=== GIVEN INFORMATION ===
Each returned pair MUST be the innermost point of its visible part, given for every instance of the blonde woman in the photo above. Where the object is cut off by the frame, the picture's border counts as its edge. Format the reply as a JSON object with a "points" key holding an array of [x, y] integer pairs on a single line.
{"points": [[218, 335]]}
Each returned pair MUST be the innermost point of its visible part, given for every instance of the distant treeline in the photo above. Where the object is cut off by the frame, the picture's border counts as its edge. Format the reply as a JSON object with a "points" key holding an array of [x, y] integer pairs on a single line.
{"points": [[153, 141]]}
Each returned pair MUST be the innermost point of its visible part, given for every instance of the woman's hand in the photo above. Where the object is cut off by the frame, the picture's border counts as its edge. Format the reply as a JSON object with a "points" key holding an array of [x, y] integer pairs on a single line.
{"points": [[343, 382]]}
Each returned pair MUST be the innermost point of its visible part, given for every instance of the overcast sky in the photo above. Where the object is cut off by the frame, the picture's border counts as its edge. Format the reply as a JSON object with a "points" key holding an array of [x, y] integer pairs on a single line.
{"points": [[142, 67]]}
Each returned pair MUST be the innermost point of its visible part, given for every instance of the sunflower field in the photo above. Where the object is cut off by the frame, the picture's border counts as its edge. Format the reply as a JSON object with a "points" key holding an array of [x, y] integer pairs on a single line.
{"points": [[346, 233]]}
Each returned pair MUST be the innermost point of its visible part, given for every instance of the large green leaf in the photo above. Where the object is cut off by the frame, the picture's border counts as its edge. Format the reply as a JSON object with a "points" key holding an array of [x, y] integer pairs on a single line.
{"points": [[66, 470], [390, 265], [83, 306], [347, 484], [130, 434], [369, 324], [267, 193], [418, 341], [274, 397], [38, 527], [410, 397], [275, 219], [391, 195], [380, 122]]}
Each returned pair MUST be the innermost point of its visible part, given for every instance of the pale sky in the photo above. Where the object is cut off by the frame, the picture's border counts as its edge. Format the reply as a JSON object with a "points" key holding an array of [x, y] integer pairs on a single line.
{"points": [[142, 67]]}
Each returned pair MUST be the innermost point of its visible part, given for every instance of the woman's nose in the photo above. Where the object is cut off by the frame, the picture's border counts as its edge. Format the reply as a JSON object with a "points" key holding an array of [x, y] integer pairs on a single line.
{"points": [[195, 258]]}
===
— TASK DESCRIPTION —
All of the material above should be printed again exactly as it is.

— RESULT FOR THIS TASK —
Each returned pair MUST be the innermost point of its visible part, given for every instance of the blonde woman in the photo above. Where the object is cut off by the frame, the picture's border counts as its edge. Format the reply as a JSON object with a "points" key holding an array of [x, y] integer pairs on a single line.
{"points": [[218, 335]]}
Each returned pair MUST be the innermost point of its visible part, given for every instance of the distant treeline in the photo above. Where the object is cut off by the frame, the picture's border counts as its edge. Format the reply as a JSON object with a "points" key holding an array of [x, y] integer pairs on a single line.
{"points": [[153, 141]]}
Each returned pair MUST be the innermost point of its visible part, given for every instance of the woman's hand in the photo above. Where the object is cut off by the frame, the picture's border counts as its edge. Format the reply as a JSON object with a "points" key holding an array of [x, y] integer pairs on a single line.
{"points": [[343, 382]]}
Each returned pair MUST be the innermost point of its visible part, given for every instance of the overcast sky in the photo above. Where the object is cut off by the frame, the picture's border counts as its edge. Format the reply as a JSON object with a "points" key holding an array of [x, y] integer pairs on a single line.
{"points": [[142, 67]]}
Each returned pair MUST be the innermost point of its visible part, given for every instance of the sunflower field in the photo above. Where the object is cut off by the frame, the picture's border counts as its edge. Format the reply as a JSON object with a "points" key holding an array of [x, y] integer pairs on a single line.
{"points": [[346, 233]]}
Each returned pair MUST be the innermost point of its visible part, given for every instance of the large green leaf in the photo above. Where the object is cut off by the frame, the picture's border counts as its edge. Format the reply as a JSON object with a "points" key holding an array of [x, y] integer pairs on a single line.
{"points": [[66, 470], [390, 265], [83, 306], [347, 484], [130, 434], [369, 324], [267, 193], [418, 341], [274, 397], [38, 527], [410, 397], [275, 219], [391, 195], [380, 122]]}
Each returned pair MUST be the innermost point of its visible part, given for every instance of the pale sky in the photo above. Where the object is cut off by the frame, the picture's border counts as its edge. Format the reply as a JSON object with a "points" key holding an array of [x, y] integer pairs on a single line.
{"points": [[142, 67]]}
Each returned pair MUST be the innermost point of its visible part, given for every instance of the woman's nose in the photo above. Where the object is cut off by the frame, the picture's border counts as its edge. Format the reply as a JSON object with a "points" key holding an array of [x, y] integer pairs on a single line.
{"points": [[195, 258]]}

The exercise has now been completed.